Asunción López Carretero
RESUMEN:
Con la pandemia han saltado muchas de las costuras de nuestras sociedades, hasta el punto de que no solo hablamos de un problema sanitario sino de una auténtica crisis del modelo de civilización. La autora nos invita a pensar en ello tomando como hilo conductor las formas de representar y de vivir dos etapas de la vida especialmente castigadas en estos tiempos: la infancia y, como ella lo nombra, la edad avanzada.
PALABRAS CLAVE: pandemia; desigualdad; relaciones intergeneracionales
ABSTRACT:
With the pandemic, many of the seams in our societies have come apart, to the point that we are not only talking about a health problem but also about a real crisis in the model of civilisation. The author invites us to think about this, taking as a guiding thread the ways of representing and living two stages of life that are particularly punished in these times: childhood and, as she calls it, advanced age.
KEYWORDS: pandemic; inequality; intergenerational relations
Con el acontecimiento de la pandemia han estallado fronteras que delimitaban nuestros espacios tanto físicos como psicosociales. En nuestra vida cotidiana, por ejemplo, la frontera entre escuela-familia y, más allá en el día a día, las fronteras espacio-temporales, se han modificado.
Se ha acuñado el término sindemia utilizado por Ubieto (2021) y otros autores para señalar que estamos no solo ante un problema sanitario, sino también y a la vez, frente a una crisis de formas de vida poco sostenibles tanto desde el punto de vista personal como común. De este modo, para quién lo quiere ver, esta crisis es una ocasión para vislumbrar algo más en esos pedazos en que se han roto nuestras rutinas cotidianas.
Las palabras con las que se describe la situación desde los discursos hegemónicos a veces son banales y otras solo se refieren a cifras. El cansancio, junto con la falta de palabras sensatas que den cuenta del dolor y las pérdidas de todo tipo que para cada quién ha significado la experiencia vivida, abonan el terreno para que el olvido haga su trabajo.
Por motivos diversos, ya que muy diferentes son las experiencias de las personas frente a una situación traumática, intentamos mirar para otro lado. Es humana la necesidad del olvido, pero me nacen algunas preguntas: ¿cómo sanar y transformar las huellas profundas que esta crisis está generando en nosotros haciendo tambalear los cimientos y las bases que conforman una vida humana digna? ¿Qué es lo esencial que ya estaba en una gran precariedad y que esta pandemia está poniendo de forma cruda ante nuestros ojos? Muchas de las estructuras que la pandemia ha derrumbado —o que están en proceso de probarse obsoletas— ya estaban debilitadas desde antes, como es el caso de ciertas formas de comunicación familiar, también ciertas prácticas en los espacios educativos, y una ausencia del sentimiento comunitario de interdependencia entre los seres humanos.

• Tarea: Según el texto sobre la pandemia, ¿con qué fin emplean Ubieto y otros autores el término «sindemia»? Explícalo en una o dos oraciones.

• Datos para analizar:
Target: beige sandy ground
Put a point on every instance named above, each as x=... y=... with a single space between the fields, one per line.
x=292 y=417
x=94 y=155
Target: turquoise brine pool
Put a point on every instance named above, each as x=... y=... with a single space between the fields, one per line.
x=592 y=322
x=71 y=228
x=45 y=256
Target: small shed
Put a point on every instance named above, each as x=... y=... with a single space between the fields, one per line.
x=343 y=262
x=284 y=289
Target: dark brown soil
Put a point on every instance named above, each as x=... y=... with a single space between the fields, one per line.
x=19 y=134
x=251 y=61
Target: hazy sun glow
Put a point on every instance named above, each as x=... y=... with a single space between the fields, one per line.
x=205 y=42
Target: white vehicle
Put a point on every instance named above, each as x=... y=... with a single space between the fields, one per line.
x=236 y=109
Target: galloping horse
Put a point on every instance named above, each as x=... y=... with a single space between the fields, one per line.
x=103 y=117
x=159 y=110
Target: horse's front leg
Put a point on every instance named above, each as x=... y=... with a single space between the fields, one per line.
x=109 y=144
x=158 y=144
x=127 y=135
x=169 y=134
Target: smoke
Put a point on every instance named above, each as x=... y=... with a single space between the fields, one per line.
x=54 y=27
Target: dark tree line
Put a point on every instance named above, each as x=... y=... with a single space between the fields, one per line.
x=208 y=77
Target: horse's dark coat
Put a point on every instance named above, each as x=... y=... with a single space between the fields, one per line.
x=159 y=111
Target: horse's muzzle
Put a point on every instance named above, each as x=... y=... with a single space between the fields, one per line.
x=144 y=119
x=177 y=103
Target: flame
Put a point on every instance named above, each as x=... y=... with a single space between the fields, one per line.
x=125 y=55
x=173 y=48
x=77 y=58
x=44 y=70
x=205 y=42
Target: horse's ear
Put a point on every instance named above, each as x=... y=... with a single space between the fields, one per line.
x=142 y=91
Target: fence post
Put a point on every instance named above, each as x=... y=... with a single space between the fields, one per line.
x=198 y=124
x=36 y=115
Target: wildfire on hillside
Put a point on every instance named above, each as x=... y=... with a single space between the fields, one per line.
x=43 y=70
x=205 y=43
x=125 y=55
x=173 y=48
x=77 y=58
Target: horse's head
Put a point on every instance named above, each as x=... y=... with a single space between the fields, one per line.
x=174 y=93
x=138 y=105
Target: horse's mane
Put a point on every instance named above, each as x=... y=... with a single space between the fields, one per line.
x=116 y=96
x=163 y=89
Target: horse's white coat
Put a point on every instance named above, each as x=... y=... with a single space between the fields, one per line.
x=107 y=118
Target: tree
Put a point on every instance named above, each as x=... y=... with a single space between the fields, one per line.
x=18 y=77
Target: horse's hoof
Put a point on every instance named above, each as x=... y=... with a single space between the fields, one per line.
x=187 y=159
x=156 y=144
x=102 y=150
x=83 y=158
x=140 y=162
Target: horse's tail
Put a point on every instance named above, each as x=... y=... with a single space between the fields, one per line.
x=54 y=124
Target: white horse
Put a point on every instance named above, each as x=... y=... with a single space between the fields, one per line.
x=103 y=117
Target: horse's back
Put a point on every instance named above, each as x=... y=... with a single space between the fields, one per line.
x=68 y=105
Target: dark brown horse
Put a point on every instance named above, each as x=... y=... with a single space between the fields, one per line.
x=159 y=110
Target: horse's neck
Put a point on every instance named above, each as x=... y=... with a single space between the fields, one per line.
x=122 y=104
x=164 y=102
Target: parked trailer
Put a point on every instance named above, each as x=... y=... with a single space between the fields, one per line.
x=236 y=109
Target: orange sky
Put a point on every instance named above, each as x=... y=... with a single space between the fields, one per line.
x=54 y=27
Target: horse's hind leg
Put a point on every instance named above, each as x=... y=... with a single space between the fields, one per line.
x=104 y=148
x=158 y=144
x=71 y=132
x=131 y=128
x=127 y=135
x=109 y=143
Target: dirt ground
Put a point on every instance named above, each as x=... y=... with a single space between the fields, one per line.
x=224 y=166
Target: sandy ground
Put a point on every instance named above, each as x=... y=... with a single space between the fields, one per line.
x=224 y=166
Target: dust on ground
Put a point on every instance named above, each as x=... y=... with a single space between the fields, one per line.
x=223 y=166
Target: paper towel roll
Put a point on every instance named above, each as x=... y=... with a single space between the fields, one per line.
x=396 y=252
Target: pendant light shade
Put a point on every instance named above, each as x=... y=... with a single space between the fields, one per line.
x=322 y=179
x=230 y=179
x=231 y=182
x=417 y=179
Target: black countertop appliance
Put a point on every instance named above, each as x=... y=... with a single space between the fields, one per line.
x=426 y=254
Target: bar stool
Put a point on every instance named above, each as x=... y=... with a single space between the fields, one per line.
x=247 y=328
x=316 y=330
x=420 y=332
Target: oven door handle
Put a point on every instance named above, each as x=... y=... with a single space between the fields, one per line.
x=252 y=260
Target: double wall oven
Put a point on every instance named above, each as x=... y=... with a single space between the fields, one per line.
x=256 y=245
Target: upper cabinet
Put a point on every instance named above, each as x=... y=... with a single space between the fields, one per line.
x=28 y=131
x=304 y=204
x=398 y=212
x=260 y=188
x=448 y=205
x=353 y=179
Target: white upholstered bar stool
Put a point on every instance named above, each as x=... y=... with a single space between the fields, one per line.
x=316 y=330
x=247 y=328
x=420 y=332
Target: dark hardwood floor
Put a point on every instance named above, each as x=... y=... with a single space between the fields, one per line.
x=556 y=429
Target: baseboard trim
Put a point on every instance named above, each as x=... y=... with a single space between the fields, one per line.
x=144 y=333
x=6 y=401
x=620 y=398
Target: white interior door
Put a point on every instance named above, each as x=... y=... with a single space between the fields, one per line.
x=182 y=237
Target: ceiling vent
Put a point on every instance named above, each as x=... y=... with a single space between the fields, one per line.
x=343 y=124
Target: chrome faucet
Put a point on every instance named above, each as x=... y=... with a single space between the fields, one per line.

==

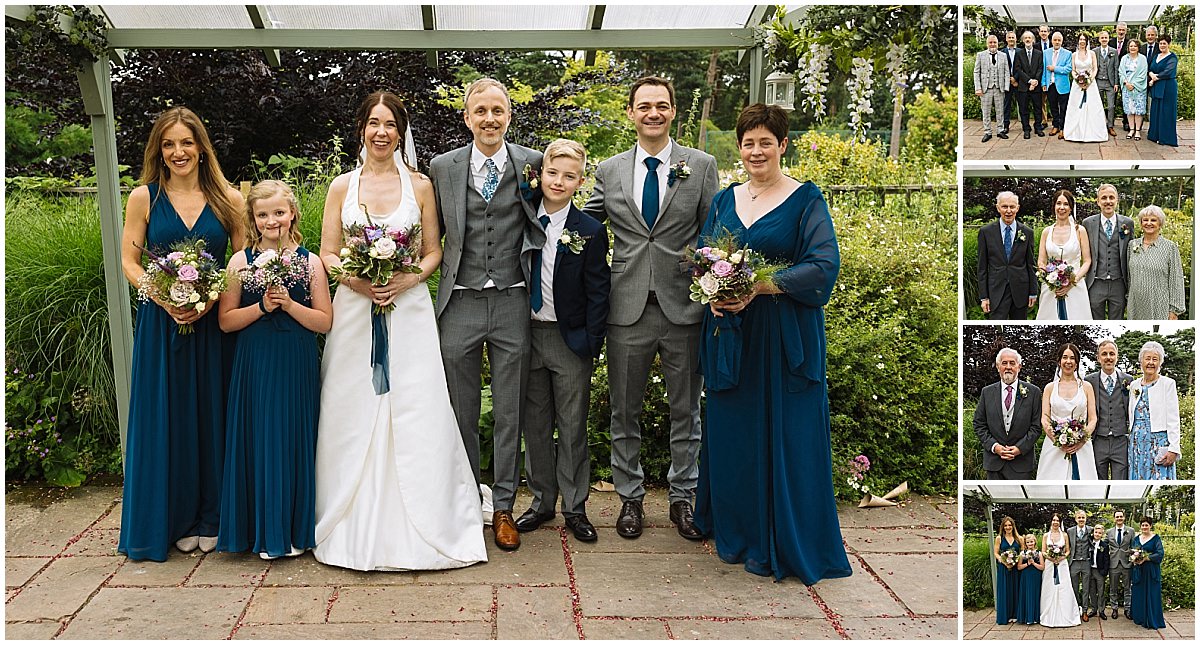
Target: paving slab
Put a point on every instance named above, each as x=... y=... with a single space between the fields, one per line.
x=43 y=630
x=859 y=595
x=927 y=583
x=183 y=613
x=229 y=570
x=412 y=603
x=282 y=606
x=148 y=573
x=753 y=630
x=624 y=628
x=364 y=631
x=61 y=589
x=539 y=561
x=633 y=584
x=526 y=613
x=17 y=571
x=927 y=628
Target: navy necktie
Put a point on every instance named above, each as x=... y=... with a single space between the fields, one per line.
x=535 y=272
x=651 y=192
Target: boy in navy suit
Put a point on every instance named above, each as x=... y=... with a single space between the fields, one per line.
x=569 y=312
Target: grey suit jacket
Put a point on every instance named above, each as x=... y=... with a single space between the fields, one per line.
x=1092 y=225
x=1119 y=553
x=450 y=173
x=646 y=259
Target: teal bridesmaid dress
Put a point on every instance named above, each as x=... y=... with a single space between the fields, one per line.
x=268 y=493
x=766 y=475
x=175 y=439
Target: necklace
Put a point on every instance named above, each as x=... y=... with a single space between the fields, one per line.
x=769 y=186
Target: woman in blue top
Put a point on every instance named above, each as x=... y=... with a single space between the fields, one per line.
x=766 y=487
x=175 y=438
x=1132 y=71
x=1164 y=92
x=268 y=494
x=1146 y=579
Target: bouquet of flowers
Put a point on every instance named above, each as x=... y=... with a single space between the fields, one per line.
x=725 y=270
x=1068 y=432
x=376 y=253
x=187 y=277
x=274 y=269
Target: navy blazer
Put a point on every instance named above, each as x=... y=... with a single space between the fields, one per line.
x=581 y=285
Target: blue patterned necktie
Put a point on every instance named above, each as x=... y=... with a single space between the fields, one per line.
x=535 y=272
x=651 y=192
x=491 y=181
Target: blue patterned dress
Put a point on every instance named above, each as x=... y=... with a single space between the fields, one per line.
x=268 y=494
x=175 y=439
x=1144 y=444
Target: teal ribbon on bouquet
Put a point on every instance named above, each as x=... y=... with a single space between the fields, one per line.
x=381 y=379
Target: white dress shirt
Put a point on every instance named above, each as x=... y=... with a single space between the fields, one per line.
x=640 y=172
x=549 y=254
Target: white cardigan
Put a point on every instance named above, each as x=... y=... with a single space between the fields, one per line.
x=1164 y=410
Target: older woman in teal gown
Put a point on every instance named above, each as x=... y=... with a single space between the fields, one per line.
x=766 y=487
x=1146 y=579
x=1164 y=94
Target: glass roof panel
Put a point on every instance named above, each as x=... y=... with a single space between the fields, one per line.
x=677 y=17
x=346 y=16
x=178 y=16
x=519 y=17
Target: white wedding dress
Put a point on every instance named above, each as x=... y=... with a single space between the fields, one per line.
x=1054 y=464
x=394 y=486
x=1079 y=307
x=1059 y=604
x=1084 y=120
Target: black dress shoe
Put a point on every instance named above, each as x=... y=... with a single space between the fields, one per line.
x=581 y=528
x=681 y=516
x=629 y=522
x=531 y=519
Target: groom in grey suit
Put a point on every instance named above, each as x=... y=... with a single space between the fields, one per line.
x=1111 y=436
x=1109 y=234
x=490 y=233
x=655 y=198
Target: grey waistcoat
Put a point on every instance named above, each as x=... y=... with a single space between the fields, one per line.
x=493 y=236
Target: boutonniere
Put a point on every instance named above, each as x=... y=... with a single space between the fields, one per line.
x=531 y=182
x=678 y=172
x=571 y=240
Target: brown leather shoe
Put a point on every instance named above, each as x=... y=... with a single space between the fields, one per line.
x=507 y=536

--

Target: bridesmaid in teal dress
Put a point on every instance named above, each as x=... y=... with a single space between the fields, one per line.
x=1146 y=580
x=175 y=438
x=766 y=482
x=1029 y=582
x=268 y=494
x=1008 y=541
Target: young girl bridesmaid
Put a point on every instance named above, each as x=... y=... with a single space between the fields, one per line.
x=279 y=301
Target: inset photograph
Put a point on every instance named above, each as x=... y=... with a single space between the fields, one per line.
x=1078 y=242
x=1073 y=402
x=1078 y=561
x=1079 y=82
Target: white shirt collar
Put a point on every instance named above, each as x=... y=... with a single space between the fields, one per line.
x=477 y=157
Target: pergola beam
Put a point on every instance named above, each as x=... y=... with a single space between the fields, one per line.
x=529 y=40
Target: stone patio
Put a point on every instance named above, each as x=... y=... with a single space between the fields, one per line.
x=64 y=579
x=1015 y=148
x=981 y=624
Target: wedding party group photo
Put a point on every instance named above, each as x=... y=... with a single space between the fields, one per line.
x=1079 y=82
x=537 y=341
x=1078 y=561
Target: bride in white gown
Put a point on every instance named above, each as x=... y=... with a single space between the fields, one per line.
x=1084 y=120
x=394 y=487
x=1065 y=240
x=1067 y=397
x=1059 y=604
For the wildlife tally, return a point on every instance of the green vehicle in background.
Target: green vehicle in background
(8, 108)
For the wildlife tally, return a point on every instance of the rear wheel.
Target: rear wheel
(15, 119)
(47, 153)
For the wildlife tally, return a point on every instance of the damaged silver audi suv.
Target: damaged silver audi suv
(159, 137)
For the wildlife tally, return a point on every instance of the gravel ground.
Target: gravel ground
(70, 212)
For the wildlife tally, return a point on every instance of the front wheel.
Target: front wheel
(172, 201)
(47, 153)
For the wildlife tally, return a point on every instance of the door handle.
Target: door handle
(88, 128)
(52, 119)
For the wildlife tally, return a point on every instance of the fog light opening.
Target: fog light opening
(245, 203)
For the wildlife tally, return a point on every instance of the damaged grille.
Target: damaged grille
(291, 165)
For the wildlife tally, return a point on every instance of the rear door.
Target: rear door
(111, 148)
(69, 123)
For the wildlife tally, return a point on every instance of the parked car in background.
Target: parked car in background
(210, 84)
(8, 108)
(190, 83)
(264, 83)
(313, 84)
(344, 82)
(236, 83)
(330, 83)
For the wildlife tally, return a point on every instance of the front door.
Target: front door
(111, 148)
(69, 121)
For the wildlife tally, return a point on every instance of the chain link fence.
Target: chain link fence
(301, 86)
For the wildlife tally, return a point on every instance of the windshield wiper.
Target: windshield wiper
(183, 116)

• Solución propuesta: Lo emplean para señalar que no estamos solo ante un problema sanitario. Al mismo tiempo enfrentamos una crisis de formas de vida poco sostenibles, tanto desde el punto de vista personal como común.